*ENTRIES SUPPLIED*
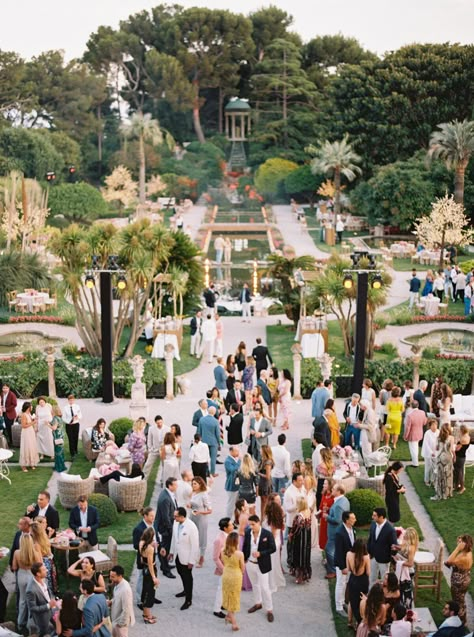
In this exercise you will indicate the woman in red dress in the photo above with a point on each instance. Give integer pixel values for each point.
(327, 500)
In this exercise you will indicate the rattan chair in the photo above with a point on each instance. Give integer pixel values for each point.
(128, 496)
(429, 576)
(70, 491)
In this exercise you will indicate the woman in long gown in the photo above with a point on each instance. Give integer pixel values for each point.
(241, 519)
(393, 489)
(284, 398)
(275, 522)
(234, 566)
(200, 506)
(44, 439)
(460, 562)
(327, 500)
(28, 450)
(358, 565)
(443, 465)
(299, 543)
(57, 428)
(169, 457)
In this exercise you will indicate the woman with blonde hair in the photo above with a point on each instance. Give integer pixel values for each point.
(247, 480)
(23, 559)
(234, 566)
(405, 565)
(264, 487)
(200, 506)
(42, 545)
(299, 543)
(137, 442)
(169, 454)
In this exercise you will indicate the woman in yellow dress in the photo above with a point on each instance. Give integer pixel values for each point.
(234, 566)
(395, 408)
(333, 422)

*INSTRUCTION*
Rewrite the stretch from the line containing "In this exercise you will indicate the woman in long" through the last line, keeping the requests, and shift each answer point by adding -38 to both of its coordinates.

*EXPECTED ANSWER*
In this exercise you will indicate the woman in long gown in the photo above with a point on each instance. Give integer pixel values for each point.
(203, 481)
(355, 451)
(246, 360)
(237, 484)
(196, 528)
(162, 468)
(6, 401)
(422, 524)
(289, 462)
(-10, 412)
(320, 527)
(405, 427)
(261, 505)
(19, 390)
(131, 419)
In this exercise you will indicate the woman with blonde hair in the photo above with a point on each instance. Give integer pixel values for each point.
(209, 442)
(-15, 521)
(196, 528)
(367, 527)
(226, 449)
(162, 468)
(4, 507)
(261, 505)
(99, 404)
(131, 416)
In this exercise you will indicate the woman in yellow dress in the photo above with a point on each instance. Give integer pixel values for each point.
(196, 528)
(357, 370)
(295, 384)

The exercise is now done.